» Problem statement
Which lines hold the string "road"? Copy each of them from the material below.

*** Begin section ***

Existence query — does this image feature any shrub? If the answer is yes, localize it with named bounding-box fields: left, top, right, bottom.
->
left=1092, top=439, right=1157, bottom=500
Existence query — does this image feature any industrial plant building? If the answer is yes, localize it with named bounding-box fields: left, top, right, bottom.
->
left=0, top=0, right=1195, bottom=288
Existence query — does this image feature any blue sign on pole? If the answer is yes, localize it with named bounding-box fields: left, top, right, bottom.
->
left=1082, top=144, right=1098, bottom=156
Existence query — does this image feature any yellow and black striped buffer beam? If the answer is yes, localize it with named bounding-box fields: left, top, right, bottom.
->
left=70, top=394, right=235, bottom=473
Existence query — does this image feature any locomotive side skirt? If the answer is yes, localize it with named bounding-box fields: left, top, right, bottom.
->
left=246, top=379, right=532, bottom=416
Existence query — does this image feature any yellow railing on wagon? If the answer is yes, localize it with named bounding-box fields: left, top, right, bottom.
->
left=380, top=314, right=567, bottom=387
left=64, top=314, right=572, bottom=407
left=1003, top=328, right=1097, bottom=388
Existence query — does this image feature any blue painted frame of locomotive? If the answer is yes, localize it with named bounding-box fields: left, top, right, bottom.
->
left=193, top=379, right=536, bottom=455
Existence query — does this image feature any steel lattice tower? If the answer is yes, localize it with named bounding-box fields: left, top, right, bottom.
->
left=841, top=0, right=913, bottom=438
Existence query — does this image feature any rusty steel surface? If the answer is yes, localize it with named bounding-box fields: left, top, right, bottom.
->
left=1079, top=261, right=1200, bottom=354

*** End section ***
*** Begin section ***

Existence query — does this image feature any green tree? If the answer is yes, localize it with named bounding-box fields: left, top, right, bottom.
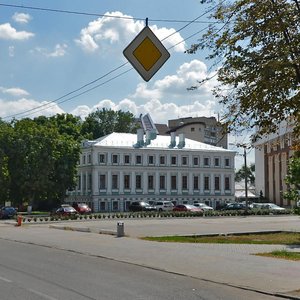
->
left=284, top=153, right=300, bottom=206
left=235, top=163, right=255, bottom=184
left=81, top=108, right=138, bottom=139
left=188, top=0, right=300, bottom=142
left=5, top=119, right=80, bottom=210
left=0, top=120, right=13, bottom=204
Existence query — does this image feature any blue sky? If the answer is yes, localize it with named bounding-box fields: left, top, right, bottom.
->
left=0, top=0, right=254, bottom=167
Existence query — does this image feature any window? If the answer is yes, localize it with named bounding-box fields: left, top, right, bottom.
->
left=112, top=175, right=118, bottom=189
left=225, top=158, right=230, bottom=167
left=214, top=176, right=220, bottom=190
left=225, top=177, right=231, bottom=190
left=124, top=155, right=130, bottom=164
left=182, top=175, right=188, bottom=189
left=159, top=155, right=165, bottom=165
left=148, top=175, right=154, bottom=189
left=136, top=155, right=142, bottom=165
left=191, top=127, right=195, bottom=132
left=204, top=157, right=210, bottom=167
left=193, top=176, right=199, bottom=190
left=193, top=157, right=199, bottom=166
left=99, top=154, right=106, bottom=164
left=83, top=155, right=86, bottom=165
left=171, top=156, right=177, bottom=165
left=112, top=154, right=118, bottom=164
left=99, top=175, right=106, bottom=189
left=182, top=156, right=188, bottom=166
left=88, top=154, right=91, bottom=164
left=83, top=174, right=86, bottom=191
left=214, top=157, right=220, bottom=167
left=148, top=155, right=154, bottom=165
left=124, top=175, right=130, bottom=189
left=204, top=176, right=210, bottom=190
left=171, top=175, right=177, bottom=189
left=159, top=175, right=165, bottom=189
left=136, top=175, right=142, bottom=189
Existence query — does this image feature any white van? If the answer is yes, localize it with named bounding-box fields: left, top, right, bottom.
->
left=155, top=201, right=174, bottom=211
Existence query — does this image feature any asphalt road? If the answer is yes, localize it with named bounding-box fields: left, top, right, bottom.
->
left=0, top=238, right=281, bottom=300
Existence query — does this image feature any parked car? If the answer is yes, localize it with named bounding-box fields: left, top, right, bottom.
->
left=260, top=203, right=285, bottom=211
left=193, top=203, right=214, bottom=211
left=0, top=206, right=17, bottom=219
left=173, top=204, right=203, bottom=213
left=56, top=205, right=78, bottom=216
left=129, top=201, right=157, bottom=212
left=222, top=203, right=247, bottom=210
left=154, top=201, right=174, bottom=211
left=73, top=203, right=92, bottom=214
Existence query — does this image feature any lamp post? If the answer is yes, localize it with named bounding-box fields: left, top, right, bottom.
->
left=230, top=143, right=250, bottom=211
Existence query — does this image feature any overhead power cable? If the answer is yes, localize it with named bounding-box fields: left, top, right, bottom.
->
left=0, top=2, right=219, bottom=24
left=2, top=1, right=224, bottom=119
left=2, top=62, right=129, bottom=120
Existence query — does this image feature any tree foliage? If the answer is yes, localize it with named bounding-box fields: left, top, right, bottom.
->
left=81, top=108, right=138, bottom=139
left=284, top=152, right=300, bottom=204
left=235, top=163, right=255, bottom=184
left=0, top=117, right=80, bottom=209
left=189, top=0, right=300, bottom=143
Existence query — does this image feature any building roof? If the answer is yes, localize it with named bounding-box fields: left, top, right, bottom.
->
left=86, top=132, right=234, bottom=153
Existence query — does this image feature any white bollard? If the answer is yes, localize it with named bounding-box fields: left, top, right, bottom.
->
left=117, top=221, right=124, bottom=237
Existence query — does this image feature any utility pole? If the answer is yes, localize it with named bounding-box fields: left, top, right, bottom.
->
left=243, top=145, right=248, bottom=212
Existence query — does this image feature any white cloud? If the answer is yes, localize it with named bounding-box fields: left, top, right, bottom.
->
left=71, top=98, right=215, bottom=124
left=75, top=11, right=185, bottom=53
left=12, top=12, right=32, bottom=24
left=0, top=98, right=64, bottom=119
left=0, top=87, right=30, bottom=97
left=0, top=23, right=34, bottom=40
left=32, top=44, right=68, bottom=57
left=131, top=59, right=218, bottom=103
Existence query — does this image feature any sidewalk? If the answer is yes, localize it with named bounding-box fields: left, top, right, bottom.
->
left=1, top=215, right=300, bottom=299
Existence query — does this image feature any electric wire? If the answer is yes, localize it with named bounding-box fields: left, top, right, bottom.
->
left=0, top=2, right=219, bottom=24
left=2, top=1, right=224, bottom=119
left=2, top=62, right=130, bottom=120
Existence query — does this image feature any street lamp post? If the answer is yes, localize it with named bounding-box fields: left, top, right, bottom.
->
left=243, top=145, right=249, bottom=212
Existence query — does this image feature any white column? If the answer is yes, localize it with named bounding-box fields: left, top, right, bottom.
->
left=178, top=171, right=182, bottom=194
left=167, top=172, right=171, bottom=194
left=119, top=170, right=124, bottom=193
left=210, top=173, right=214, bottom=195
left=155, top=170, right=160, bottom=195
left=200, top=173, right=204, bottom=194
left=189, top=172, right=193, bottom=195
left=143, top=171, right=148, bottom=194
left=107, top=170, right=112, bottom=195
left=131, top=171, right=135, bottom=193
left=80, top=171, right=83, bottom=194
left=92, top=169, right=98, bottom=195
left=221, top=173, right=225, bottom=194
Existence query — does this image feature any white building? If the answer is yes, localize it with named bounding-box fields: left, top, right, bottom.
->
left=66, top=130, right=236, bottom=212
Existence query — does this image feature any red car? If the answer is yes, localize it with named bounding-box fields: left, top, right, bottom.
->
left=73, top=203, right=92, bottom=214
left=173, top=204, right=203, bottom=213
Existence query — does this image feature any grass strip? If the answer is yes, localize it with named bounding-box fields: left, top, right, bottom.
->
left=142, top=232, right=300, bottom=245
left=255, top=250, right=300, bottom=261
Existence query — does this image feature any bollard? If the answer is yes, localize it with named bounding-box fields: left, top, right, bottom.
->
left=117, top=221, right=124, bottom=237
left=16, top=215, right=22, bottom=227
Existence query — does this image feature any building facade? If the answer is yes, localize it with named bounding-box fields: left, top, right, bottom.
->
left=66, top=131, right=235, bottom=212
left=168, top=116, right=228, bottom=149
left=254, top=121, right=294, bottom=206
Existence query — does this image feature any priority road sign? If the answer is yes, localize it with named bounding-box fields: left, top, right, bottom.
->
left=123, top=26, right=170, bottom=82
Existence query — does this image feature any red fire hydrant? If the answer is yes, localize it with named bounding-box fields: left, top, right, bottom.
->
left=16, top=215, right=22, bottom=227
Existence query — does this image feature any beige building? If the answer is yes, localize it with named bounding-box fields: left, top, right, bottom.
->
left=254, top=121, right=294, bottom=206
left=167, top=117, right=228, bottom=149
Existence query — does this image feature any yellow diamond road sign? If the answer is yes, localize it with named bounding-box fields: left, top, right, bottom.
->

*** End section ***

» Task output
Existence query — does this image feature any asphalt road? If the answer is yes, localize it with named bounding-box fields: left, top, right, bottom.
Existence query — does this image feature any priority road sign? If the answer is yes, localize it with named bounding-box fields: left, top, right, bottom.
Existence query — does this image feature any yellow diamond road sign? If the answer is yes, localize it with named bounding-box fields: left, top, right, bottom.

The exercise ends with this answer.